▸ **TASK**
Rewrite the paragraph of the nickel alloy text that begins "Disclosed herein is a nickel based alloy" as a list of its composition ranges, followed by the alloy's stated use.

▸ **TEXT**
DESCRIPTION OF THE RELATED ART

[0002] Nickel based valve seat insert alloys generally have wear resistance, heat resistance, and corrosion resistance superior to those of high alloy steels, and are therefore often used as materials for structural members serving under severe conditions, such as valve seat inserts. Known nickel based alloys used for exhaust valve seat inserts, such as an alloy identified as J96 and marketed by L. E. Jones Company, have relatively good characteristics, including good hardness and compressive yield strengths. Another alloy marketed by L. E. Jones is J89, details of which are provided in U.S. Patent No. 6,482,275. In general, the J89 alloy includes, in weight percent (as used herein "percent" and "%" refer to percent by weight unless otherwise indicated), 2.25 to 2.6 % C, up to 0.5 % Mn, up to 0.6 % Si, 34.5 to 36.5 % Cr, 4.00 to 4.95 % Mo, 14.5 to 15.5 % W, 5.25 to 6.25 % Fe, balance Ni plus incidental impurities.

SUMMARY

[0003] Disclosed herein is a nickel based alloy comprising, in weight percentage: carbon from 0.5 to 1.5; chromium from 25 to 35; tungsten from 12 to 18; iron from 3.5 to 8.5; molybdenum from 1 to 8; manganese up to 0.50; silicon up to 1.0; up to a total of 1.5% Co, vanadium, titanium, niobium, hafnium, zirconium, tantalum, rare earth, yttrium, copper, sulphur, phosphorous, nitrogen and the balance nickel and incidental impurities. The alloy is suitable for valve seat insert applications in internal combustion engines.

BRIEF DESCRIPTION OF THE DRAWING FIGURES

[0004] 

FIG. 1 is an OLM photomicrograph at 500X of J91 in an as-cast condition.

FIG. 2 is an SEM photomicrograph at 500X of J91 in an as-cast condition.

FIG. 3 is a graph of wear at elevated temperature for J3, J130, J160 and J91 alloys.

DETAILED DESCRIPTION

[0005] The nickel based alloy described herein (referred to as "the J91 alloy") has been designated to promote machinability while maintaining desired hardness and wear resistance at elevated temperatures. Through adjustments in carbon, chromium, nickel and tungsten contents, it is possible to provide a matrix material which is free of coarse primary carbides yet exhibits desired wear resistance properties. The microstructure of the J91 alloy can be characterized as spheroidal or egg-shaped eutectic domains interspersed with a Ni-rich FCC phase and thus provide desired wear resistance properties without reliance on coarse primary carbides.

▸ **DATA BLOCK**

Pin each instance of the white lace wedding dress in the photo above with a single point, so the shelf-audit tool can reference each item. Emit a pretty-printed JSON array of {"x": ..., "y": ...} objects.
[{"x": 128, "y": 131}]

▸ **IN RESPONSE**
Composition in weight percent:
- Carbon: 0.5 to 1.5
- Chromium: 25 to 35
- Tungsten: 12 to 18
- Iron: 3.5 to 8.5
- Molybdenum: 1 to 8
- Manganese: up to 0.50
- Silicon: up to 1.0
- Cobalt, vanadium, titanium, niobium, hafnium, zirconium, tantalum, rare earth, yttrium, copper, sulfur, phosphorus and nitrogen: up to 1.5 in total
- Balance: nickel and incidental impurities

Use: valve seat inserts in internal combustion engines